§ Job:
Reproduce every one of the lines below verbatim, omitting the pictures from your copy.

━━━━━━━━━━

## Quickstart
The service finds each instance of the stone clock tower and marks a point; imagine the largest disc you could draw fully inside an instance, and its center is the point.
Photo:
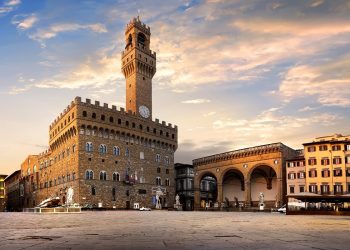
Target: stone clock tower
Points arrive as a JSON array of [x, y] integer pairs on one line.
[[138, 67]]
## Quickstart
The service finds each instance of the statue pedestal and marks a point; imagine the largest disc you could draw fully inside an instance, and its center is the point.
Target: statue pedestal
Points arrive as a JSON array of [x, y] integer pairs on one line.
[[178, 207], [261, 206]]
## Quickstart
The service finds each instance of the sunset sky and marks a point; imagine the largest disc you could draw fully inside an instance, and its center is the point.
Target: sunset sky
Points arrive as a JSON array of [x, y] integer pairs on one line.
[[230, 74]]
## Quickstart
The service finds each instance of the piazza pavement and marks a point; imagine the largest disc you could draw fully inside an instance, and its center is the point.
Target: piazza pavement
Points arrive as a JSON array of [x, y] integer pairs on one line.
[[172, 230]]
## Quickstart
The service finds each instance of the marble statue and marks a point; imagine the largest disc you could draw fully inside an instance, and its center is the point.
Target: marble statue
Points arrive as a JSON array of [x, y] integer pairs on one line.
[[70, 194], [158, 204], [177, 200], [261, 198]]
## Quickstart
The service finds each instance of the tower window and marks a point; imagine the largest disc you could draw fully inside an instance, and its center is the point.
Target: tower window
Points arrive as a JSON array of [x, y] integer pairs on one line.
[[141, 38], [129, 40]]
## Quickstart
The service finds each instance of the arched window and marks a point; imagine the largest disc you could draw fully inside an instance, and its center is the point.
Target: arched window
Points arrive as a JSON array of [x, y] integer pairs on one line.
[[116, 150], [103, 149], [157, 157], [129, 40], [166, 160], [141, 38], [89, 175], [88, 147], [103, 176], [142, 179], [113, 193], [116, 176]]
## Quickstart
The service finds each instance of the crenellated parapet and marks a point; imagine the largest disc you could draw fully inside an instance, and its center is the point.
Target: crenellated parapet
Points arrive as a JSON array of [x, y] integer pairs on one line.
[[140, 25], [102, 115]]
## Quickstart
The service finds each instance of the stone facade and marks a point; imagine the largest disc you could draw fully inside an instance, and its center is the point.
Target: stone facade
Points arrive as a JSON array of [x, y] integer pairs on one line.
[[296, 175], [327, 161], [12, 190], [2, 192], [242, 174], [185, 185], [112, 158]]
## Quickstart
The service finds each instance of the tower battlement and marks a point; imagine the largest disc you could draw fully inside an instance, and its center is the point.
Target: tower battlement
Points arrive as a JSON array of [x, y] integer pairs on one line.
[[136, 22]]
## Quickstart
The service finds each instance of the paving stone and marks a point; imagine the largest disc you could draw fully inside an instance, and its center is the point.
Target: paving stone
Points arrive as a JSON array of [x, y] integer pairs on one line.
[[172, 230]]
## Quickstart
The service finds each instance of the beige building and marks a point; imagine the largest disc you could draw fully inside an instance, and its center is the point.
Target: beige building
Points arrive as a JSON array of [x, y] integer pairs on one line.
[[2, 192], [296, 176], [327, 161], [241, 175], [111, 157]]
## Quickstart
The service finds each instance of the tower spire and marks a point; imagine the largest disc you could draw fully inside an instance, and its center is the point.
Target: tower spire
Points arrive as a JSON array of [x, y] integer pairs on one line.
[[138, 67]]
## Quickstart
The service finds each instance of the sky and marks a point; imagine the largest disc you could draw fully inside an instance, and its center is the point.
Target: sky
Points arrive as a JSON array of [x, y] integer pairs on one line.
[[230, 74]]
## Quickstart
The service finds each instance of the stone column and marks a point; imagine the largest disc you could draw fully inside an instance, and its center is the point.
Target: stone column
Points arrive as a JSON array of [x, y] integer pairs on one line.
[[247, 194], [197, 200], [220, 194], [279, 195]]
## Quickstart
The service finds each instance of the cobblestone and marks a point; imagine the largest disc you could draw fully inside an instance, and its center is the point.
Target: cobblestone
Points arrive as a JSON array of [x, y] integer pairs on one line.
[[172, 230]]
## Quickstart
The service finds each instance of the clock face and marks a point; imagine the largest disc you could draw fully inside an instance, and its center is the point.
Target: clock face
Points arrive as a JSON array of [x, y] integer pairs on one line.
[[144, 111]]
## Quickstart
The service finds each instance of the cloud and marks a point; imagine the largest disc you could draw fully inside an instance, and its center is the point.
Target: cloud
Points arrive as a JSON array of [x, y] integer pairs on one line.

━━━━━━━━━━

§ Written answer:
## Quickstart
The service finds each instance of the stone clock tower and marks a point; imagine the largest disc you could draw fully inside an instance, and its center is the point.
Photo:
Target: stone clock tower
Points arrive as a JSON array of [x, y] integer pairs on one line.
[[138, 67]]
## Quickstart
The service finds each instance of the statue pedestal and marks a point; imagine the largest disc you could draw fully inside an instance, and its center is the point.
Target: statue pedestal
Points arrive as a JSON array of [x, y] integer pairs on one line.
[[178, 207], [261, 206]]
## Quickstart
The service finds each instance of the sunset sky and marks a point; imagine the largest disc you could draw fully inside an instance, and its center is the point.
Target: sunset sky
Points arrive as a JSON array of [x, y] integer pairs on one line.
[[230, 74]]
## Quickstart
The service finds each instance of the piazza pavement and marks a point; imagine the largest disc you could draw fully inside an instance, and its center is the point.
Target: piazza pavement
Points arrive as a JSON array of [x, y] integer pairs on one line.
[[172, 230]]
## Quickstart
The service finds each instance of the marble statue and marks a point; imagine the largest disc you could draw fully inside an instance, and its center is the point.
Target: marble statue
Points arrive as a JSON array of [x, y] integer pairs on one line.
[[70, 194], [158, 204], [177, 200], [261, 198]]
## Quickstart
The service finds each instance of the tower window and marks a point; imagine the largest disc you could draw fully inside an instance, and its center is the point.
Target: tower window
Points arrive as a JSON array of [x, y] integer pairs on one line.
[[141, 38], [129, 40]]
## Quickstart
The service finds each instance of the arched window and marks a point; imagine the largest disc you could draw fully inside an instance, and its center is the point.
Target: arched window
Points arrive as a JSON array of [x, y] integer pairs on one line.
[[116, 150], [103, 149], [157, 157], [129, 40], [166, 160], [141, 38], [89, 175], [88, 147], [103, 176], [142, 179], [113, 193], [116, 176]]
## Quickstart
The service finds each instance of the crenellated parapet and marks a point; imagine the largest disc you could draw fully inside an instance, and its center is the point.
Target: crenellated parapet
Points arrive as a JSON array of [x, y] integer pairs on one line.
[[140, 25], [102, 115]]
## Quickstart
The service finds each instance of the stone facade and marks a point; imagine the largest disc you could draw fully inside an instance, and its center is the point.
Target: stone facade
Points arrive as a JSON array of [x, y] integer pairs on one line.
[[296, 175], [327, 161], [12, 190], [2, 192], [242, 174], [185, 185], [112, 158]]
## Quickstart
The service finds each instance of the tower battlement and marks a point; imagine the largest disc you could draw fully inside an instance, and its center is the point.
Target: tower battlement
Points arrive as a JSON array of [x, y] integer pairs on one line.
[[136, 22]]
## Quickstart
The service finds each instance of the paving stone and marks a point; imagine the largest disc you could draw fully inside an instance, and its center is the point.
Target: paving stone
Points arrive as a JSON array of [x, y] integer pairs on one line.
[[172, 230]]
## Quickstart
The service finds each instance of the beige building and marks a point; imagine the largest disc you could draw fully inside an instance, and its center is the point.
Target: beige building
Points arrive as a JSON array of [x, y] integer pairs on one line.
[[2, 192], [296, 176], [327, 161], [241, 175], [111, 157]]
## Quickstart
The service finds each instance of the tower spire and marks a point; imagine the largest disc you could draw fully inside an instance, and its center is the point.
Target: tower spire
Points arrive as a JSON array of [x, y] integer pairs on one line.
[[138, 67]]
## Quickstart
The service finds each instance of the sky and marks a point; imagine the largest disc you could draw fully inside an instance, and its center is the point.
Target: sky
Points arrive as a JSON array of [x, y] integer pairs on one line.
[[230, 74]]
## Quickstart
The service finds each instance of the stone column and marks a point; imagine the largest disc you could draw fully inside an instance, and its center is the point.
Target: stone column
Points arrive as a JSON array of [x, y] integer pairs on one line.
[[247, 194], [197, 200], [220, 194], [279, 195]]
## Quickstart
The service finds each instance of the cobblestone and marks a point; imagine the largest disc you could draw fully inside an instance, and its center is the point.
Target: cobblestone
Points arrive as a JSON array of [x, y] integer pairs on one line.
[[172, 230]]
## Quickstart
The service finds each instance of the clock face and marks a point; imagine the largest disc you could draw fully inside an instance, and its center is the point.
Target: clock face
Points arrive as a JSON array of [x, y] integer pairs on one line.
[[144, 111]]
## Quickstart
The service finds each instance of the cloud and marks a point; imagine the largest disc you could draw fully inside an instance, and its center is the point.
Target: cloud
Points arrive as a JSON array of [x, y] integer pairs on one line.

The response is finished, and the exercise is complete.